--- start EXERCISE INPUTS ---
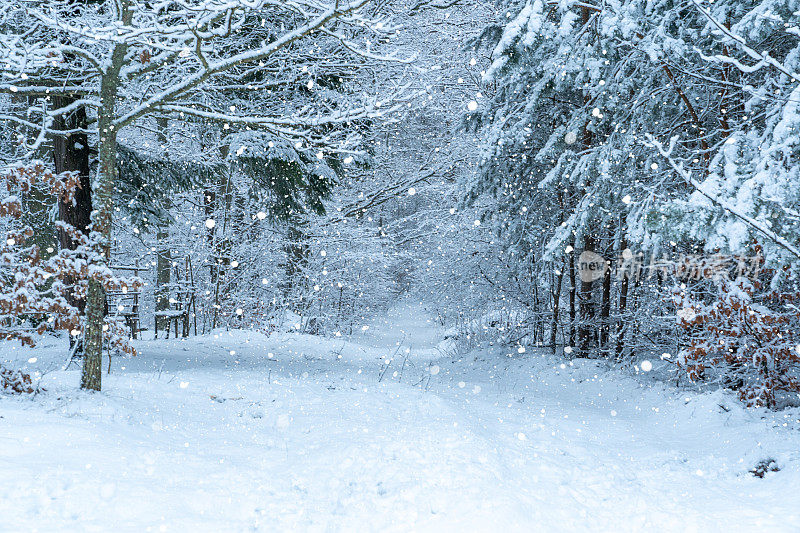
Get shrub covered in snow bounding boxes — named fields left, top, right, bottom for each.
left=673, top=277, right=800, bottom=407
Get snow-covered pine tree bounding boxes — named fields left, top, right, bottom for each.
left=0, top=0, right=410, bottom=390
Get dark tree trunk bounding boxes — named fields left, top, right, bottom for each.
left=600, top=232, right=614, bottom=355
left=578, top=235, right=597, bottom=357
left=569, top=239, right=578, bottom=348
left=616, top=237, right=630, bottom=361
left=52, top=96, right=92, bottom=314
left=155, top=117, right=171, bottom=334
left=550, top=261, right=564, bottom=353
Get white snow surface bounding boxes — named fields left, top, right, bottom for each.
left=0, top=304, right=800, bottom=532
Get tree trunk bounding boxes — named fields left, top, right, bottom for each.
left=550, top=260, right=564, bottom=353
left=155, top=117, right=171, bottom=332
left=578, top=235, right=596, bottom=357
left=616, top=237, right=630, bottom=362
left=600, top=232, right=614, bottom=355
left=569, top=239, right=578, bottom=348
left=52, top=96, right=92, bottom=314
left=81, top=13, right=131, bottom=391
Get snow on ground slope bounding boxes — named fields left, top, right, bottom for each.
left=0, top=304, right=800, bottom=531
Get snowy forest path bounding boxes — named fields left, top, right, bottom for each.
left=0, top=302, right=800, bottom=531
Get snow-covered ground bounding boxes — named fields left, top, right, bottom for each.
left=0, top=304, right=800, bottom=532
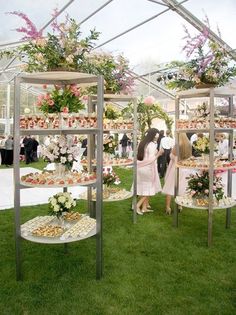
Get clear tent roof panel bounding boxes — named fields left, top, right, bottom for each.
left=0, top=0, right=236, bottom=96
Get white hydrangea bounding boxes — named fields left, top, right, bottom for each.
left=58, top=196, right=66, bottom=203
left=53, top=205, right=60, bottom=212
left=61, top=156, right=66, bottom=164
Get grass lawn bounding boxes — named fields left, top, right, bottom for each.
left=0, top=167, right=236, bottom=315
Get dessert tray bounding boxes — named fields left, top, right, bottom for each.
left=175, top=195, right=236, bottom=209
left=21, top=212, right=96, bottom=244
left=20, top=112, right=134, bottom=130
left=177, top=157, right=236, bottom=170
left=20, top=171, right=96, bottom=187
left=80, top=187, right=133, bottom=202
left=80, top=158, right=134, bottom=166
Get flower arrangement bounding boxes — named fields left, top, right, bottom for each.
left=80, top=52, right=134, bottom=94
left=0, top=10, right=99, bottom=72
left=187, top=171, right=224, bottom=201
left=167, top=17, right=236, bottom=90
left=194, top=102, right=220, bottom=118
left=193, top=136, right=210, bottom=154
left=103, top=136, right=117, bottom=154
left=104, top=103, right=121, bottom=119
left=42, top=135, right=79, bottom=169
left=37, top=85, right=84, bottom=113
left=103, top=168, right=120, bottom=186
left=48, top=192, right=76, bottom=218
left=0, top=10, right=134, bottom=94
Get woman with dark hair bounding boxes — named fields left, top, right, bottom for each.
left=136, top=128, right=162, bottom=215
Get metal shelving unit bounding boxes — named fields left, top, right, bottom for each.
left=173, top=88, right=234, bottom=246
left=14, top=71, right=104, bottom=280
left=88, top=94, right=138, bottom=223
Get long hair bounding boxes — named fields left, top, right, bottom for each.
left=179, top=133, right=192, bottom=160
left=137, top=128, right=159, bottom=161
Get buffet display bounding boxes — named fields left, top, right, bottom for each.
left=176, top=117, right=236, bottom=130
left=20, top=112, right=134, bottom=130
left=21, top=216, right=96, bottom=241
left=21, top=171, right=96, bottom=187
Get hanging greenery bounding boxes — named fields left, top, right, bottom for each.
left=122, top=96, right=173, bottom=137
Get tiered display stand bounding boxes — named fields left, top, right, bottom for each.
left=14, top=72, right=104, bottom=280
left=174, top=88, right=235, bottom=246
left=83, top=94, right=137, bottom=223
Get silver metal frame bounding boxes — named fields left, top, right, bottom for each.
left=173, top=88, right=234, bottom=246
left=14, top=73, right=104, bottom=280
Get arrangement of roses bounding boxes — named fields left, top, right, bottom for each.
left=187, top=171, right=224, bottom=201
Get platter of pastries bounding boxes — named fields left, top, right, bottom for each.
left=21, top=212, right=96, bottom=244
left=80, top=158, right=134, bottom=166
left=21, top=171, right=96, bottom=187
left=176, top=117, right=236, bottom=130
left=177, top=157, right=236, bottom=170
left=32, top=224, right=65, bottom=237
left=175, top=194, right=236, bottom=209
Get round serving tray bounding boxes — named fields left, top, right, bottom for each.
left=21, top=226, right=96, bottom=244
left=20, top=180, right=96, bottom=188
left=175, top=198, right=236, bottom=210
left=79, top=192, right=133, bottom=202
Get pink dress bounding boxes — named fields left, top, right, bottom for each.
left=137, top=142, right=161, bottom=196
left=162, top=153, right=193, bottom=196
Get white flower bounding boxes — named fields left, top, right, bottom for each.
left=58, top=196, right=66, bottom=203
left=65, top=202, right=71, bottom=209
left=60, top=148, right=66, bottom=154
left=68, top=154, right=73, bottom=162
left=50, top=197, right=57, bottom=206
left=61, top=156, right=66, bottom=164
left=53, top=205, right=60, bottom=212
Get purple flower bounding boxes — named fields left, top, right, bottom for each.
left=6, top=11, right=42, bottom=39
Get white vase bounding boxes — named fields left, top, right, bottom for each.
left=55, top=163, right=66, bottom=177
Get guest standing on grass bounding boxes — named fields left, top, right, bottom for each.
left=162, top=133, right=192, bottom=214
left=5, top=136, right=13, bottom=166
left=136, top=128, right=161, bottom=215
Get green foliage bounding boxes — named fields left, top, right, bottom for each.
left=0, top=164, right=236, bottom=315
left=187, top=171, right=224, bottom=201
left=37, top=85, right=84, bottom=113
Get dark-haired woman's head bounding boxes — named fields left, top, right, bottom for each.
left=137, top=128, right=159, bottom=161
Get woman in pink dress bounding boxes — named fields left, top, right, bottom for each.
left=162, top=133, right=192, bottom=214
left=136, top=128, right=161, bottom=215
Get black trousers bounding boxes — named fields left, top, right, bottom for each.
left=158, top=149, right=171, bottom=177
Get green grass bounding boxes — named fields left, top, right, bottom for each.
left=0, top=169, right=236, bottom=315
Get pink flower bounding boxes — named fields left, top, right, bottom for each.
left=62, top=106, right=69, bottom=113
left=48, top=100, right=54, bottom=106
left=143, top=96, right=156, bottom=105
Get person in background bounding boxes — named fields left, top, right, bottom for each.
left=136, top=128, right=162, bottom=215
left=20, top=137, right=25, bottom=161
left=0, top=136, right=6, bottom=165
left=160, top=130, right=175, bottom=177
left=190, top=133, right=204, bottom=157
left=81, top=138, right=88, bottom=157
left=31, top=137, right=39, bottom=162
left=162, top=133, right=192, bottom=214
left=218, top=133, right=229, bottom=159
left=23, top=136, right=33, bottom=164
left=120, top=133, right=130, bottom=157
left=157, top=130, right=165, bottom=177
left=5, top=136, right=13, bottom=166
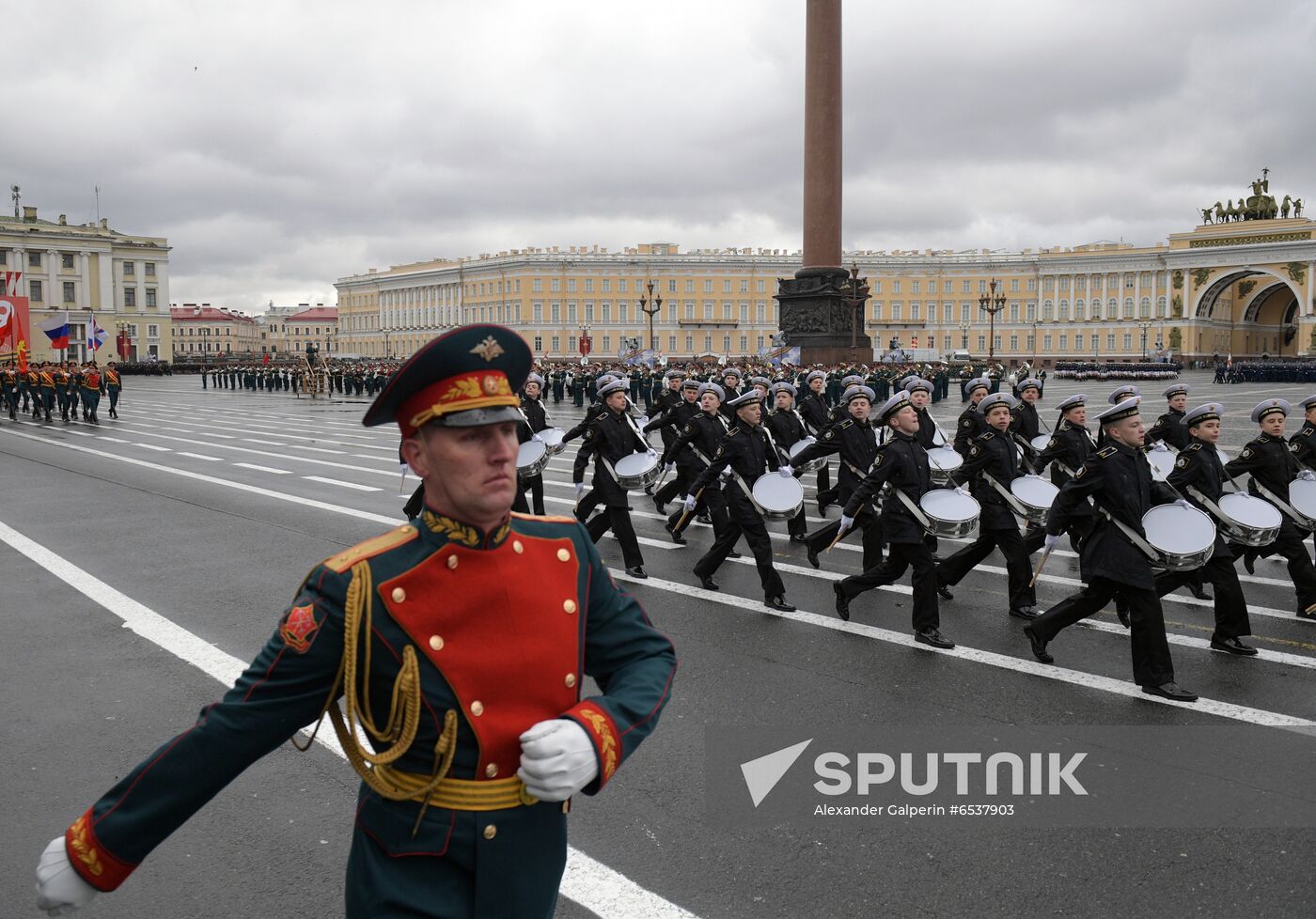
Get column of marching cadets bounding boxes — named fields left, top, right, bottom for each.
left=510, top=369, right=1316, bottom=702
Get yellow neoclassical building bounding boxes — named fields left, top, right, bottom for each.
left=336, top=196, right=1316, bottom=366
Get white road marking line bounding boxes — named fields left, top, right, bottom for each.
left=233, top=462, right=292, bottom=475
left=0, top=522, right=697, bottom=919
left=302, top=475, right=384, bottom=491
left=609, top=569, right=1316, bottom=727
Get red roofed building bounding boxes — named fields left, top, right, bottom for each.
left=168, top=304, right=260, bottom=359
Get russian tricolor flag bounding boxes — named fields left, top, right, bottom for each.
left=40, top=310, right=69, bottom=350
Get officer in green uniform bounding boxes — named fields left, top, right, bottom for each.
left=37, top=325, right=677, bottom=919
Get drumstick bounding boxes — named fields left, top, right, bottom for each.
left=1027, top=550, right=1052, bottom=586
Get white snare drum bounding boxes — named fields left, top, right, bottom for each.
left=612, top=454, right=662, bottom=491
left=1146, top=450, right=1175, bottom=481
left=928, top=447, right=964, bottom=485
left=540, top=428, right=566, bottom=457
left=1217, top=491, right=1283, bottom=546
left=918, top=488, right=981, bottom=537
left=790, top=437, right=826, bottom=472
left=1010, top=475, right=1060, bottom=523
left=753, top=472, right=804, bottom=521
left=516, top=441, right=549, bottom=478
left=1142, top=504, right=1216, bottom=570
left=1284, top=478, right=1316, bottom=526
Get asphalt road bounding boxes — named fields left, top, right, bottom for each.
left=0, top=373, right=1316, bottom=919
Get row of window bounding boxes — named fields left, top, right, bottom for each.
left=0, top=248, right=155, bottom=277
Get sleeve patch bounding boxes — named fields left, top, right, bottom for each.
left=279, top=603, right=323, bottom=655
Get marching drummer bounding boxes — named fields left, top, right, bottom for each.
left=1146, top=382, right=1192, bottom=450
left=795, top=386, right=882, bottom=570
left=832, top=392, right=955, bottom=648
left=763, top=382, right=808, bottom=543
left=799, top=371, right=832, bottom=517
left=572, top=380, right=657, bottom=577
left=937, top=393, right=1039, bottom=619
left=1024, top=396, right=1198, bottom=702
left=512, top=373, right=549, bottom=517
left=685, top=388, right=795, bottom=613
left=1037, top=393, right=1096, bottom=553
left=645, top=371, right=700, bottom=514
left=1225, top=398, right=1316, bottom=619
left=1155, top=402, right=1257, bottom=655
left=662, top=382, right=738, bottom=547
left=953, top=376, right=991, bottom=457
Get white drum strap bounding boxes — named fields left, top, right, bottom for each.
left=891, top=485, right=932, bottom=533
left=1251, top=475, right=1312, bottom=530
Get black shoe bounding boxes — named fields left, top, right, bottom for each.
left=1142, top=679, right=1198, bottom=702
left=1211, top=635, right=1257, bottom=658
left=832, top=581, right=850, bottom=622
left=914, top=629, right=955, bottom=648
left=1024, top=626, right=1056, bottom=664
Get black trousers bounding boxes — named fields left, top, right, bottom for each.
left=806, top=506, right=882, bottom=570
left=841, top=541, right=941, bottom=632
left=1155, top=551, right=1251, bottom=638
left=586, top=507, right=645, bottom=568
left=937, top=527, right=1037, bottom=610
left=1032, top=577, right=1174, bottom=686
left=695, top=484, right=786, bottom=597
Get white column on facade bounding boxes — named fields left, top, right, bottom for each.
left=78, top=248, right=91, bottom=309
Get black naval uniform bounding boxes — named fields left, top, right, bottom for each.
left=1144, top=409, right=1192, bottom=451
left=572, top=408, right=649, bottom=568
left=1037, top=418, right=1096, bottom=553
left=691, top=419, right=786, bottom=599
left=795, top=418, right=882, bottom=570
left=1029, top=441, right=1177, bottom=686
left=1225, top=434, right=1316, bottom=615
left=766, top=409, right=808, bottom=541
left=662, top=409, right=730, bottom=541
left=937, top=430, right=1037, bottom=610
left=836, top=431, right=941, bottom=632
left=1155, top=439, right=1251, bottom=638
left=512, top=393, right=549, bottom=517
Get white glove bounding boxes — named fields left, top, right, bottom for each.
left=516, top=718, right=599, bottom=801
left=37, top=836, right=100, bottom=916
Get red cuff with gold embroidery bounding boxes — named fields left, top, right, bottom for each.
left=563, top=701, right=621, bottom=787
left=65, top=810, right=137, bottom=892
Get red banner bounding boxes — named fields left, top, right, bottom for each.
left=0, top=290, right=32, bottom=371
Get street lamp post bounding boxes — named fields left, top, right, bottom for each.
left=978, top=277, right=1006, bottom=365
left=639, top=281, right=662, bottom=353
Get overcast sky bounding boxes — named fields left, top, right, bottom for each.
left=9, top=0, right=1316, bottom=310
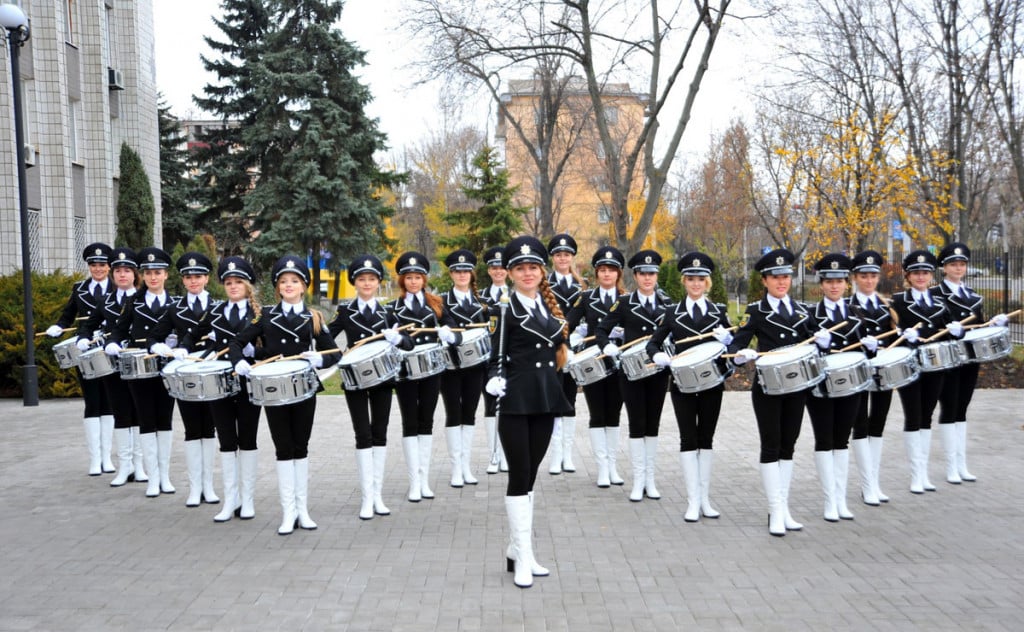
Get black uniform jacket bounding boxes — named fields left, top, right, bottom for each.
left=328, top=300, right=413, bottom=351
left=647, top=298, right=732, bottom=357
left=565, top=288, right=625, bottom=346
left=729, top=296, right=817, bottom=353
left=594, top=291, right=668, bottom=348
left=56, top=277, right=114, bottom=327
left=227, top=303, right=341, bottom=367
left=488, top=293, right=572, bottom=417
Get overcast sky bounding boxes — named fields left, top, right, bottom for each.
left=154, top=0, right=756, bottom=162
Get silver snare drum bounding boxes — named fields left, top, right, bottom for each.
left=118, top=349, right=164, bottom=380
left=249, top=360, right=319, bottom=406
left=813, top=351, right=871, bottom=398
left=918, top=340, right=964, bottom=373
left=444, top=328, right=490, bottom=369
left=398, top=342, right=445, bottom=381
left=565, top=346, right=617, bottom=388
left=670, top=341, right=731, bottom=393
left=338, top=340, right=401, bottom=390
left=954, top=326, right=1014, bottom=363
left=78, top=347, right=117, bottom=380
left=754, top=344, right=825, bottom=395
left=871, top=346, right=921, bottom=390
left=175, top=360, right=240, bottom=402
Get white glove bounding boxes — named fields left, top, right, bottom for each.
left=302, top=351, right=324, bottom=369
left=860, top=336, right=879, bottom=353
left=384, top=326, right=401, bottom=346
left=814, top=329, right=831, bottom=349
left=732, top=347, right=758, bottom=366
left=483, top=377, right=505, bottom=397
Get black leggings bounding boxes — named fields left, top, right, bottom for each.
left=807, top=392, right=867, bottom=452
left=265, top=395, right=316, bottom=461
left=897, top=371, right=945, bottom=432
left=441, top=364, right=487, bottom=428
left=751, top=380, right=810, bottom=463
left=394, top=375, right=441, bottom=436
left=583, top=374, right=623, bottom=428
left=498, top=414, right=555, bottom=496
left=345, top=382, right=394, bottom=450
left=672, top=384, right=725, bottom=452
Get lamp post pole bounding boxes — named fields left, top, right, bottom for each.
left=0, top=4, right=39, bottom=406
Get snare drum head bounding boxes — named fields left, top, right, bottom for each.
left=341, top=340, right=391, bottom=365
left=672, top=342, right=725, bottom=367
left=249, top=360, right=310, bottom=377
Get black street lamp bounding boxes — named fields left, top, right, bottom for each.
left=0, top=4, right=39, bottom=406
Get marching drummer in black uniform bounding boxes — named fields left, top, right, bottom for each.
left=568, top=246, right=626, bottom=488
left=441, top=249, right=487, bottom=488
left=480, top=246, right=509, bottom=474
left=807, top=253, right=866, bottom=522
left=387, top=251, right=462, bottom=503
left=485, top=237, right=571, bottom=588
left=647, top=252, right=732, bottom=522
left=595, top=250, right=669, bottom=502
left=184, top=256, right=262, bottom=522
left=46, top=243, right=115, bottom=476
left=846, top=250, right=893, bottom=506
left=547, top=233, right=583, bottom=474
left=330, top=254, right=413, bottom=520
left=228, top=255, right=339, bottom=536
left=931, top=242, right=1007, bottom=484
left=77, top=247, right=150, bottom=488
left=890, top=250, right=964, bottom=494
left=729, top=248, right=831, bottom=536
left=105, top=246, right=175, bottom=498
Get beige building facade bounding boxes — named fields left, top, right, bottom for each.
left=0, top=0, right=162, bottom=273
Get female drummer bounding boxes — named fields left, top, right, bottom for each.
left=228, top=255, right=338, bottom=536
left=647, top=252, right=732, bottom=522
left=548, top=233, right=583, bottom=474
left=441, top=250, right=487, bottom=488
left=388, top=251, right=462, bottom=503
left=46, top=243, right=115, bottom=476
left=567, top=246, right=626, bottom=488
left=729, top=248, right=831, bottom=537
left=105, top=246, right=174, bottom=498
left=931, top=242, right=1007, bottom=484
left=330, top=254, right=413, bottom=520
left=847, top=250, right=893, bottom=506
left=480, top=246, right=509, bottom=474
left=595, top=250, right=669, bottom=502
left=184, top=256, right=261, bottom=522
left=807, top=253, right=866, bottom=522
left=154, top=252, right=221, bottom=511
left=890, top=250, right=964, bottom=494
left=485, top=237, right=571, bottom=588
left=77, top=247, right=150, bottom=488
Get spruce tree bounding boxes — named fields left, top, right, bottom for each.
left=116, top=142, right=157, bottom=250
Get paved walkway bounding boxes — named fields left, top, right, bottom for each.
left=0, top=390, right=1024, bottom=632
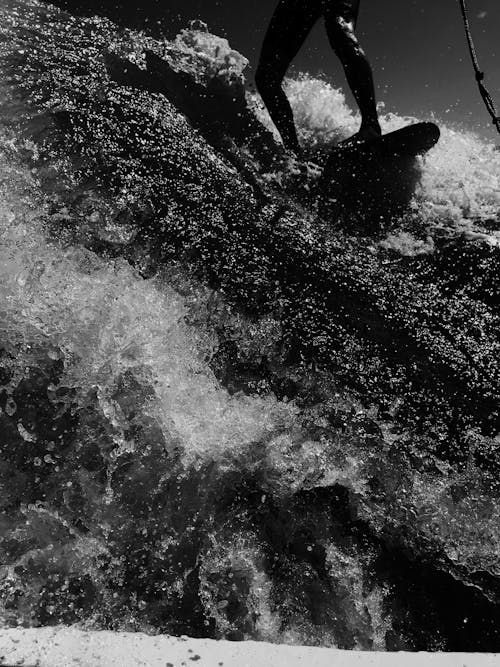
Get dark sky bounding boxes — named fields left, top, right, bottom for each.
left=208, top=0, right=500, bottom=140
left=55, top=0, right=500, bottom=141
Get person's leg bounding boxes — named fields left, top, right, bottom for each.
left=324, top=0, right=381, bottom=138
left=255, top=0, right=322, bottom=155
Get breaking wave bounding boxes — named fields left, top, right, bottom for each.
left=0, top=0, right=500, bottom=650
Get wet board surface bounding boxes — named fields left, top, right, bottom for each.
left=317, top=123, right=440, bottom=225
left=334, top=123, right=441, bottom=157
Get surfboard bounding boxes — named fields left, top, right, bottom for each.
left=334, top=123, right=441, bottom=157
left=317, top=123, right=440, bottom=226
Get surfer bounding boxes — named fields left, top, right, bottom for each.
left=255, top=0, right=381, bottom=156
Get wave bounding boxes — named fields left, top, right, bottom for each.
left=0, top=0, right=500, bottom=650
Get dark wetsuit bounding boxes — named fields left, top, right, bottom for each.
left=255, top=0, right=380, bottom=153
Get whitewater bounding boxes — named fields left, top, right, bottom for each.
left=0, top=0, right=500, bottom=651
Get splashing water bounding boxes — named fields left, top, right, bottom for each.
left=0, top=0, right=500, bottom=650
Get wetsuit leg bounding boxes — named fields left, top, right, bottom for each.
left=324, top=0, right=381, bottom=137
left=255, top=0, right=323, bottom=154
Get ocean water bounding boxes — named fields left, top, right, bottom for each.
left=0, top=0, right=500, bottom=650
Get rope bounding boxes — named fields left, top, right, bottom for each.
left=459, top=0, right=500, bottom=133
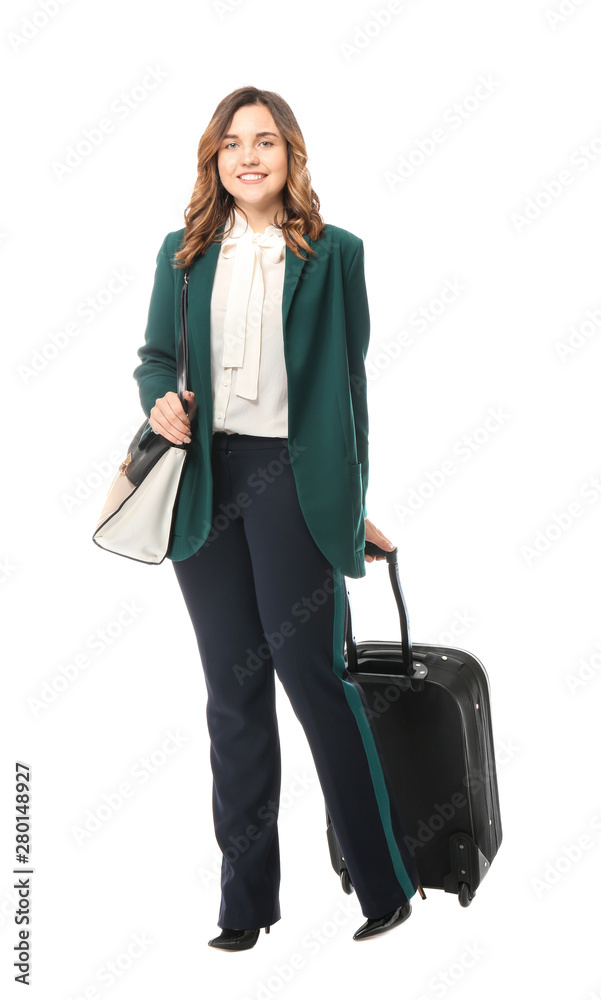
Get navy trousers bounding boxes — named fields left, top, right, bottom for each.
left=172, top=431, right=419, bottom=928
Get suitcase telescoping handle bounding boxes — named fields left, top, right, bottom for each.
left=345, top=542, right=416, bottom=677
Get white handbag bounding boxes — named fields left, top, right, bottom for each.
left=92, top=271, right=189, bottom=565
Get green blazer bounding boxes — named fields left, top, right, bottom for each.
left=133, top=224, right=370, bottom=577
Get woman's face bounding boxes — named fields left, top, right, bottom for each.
--- end EXERCISE INPUTS ---
Reproduce the records word for word, from their start through the line containing "left=0, top=0, right=410, bottom=390", inclusive. Leave the pictures out.

Get shrub covered in snow bounding boxes — named fields left, top, right, bottom for each.
left=673, top=277, right=800, bottom=407
Get snow-covered pine tree bounding boxes — named fields left, top, right, bottom for each.
left=0, top=0, right=410, bottom=390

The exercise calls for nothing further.